The RISE committee is also eliminating the Grad PLUS program altogether, and is capping Parent PLUS Loans. Prior to changes written into the OBBBA, graduate students and guardians could use the PLUS program to borrow up to the full cost of the education being pursued. However, now guardians borrowing on behalf of students will be capped at $20,000 per year, or up to $65,000 per student. The OBBBA also levied a lifetime limit for federal loans, capping combined undergraduate and graduate borrowing at $257,500 per person.
What's next for these repayment changes
Notably, the OBBBA is slowly ending President Biden's Saving on a Valuable Education (SAVE) plan. By reducing the SAVE plan, SAVE borrowers will soon face interest, which they didn't have before. Those being forced to move off the SAVE plan, and into another repayment option, could end up causing a massive paperwork backlog at the Department of Education — where staff has already been slashed by more than half thanks to Trump and DOGE's money-"saving" efforts.

→ Available data
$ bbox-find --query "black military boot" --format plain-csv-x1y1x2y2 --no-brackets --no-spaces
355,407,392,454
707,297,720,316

→ What the task requires
Write the next part of the text on federal student loan changes, starting after the sentence about staff at the Department of Education. The lines that come after the text play no part in what follows and can be left aside.

→ Task response
Under Secretary of Education Nicholas Kent specified in the Department of Education's announcement that the RISE committee's changes are intended to help the Department of Education "better align higher education with workforce needs." Kent also argued that these negotiations will "help drive a sea change in higher education by holding universities accountable for outcomes and putting significant downward pressure on the cost of tuition. This will benefit borrowers who will no longer be pushed into insurmountable debt to finance degrees that do not pay off." However, despite the committee's intention, these new rules could instead leave many would-be college students unable to attend altogether.
While the RISE committee confirmed it has made changes to its RAP option, as of mid-November 2025, it has not yet shared specifics with the public. The next step for the RISE committee is to enter a Notice of Proposed Rulemaking (NPRM) in the Federal Register for public comment.